[Extracted data entries]
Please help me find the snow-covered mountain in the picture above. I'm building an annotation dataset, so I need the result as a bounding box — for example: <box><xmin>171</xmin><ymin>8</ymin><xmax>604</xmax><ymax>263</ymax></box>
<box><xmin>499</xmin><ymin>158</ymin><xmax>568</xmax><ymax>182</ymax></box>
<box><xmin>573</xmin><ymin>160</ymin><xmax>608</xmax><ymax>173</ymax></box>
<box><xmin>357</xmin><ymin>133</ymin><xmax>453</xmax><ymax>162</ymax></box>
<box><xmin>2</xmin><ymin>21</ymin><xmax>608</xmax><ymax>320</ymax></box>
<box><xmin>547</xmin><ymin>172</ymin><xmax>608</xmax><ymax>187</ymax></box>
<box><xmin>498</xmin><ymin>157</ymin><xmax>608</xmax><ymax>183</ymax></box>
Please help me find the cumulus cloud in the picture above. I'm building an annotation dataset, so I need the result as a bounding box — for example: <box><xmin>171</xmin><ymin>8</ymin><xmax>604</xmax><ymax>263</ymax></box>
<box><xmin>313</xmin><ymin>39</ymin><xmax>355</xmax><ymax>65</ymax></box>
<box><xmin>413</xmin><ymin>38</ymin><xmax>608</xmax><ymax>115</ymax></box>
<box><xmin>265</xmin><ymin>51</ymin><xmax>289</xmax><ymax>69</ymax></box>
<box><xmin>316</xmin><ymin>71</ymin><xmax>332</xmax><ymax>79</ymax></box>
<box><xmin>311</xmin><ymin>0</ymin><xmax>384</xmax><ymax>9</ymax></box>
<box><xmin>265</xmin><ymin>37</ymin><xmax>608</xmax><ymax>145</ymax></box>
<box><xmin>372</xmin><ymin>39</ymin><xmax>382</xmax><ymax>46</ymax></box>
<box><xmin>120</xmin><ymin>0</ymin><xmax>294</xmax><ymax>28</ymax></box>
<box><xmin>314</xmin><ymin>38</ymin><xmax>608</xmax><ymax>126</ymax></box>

Activity: Repeat the data verbatim.

Exercise result:
Please help me find the snow-covered mountain in the picture above. I'm building an annotation dataset, so I need the result as a bounding box — for example: <box><xmin>171</xmin><ymin>8</ymin><xmax>604</xmax><ymax>263</ymax></box>
<box><xmin>499</xmin><ymin>158</ymin><xmax>568</xmax><ymax>182</ymax></box>
<box><xmin>573</xmin><ymin>160</ymin><xmax>608</xmax><ymax>173</ymax></box>
<box><xmin>357</xmin><ymin>133</ymin><xmax>453</xmax><ymax>162</ymax></box>
<box><xmin>2</xmin><ymin>21</ymin><xmax>608</xmax><ymax>320</ymax></box>
<box><xmin>547</xmin><ymin>172</ymin><xmax>608</xmax><ymax>187</ymax></box>
<box><xmin>498</xmin><ymin>157</ymin><xmax>608</xmax><ymax>183</ymax></box>
Please help me find the cumulus cloud in the picture above. I'm building an annotation dataset, so I need the result as a bounding box — for example: <box><xmin>171</xmin><ymin>8</ymin><xmax>604</xmax><ymax>263</ymax></box>
<box><xmin>313</xmin><ymin>39</ymin><xmax>355</xmax><ymax>65</ymax></box>
<box><xmin>413</xmin><ymin>38</ymin><xmax>608</xmax><ymax>115</ymax></box>
<box><xmin>265</xmin><ymin>51</ymin><xmax>289</xmax><ymax>69</ymax></box>
<box><xmin>316</xmin><ymin>71</ymin><xmax>332</xmax><ymax>79</ymax></box>
<box><xmin>311</xmin><ymin>0</ymin><xmax>384</xmax><ymax>9</ymax></box>
<box><xmin>265</xmin><ymin>37</ymin><xmax>608</xmax><ymax>145</ymax></box>
<box><xmin>372</xmin><ymin>39</ymin><xmax>382</xmax><ymax>46</ymax></box>
<box><xmin>120</xmin><ymin>0</ymin><xmax>294</xmax><ymax>28</ymax></box>
<box><xmin>314</xmin><ymin>38</ymin><xmax>608</xmax><ymax>126</ymax></box>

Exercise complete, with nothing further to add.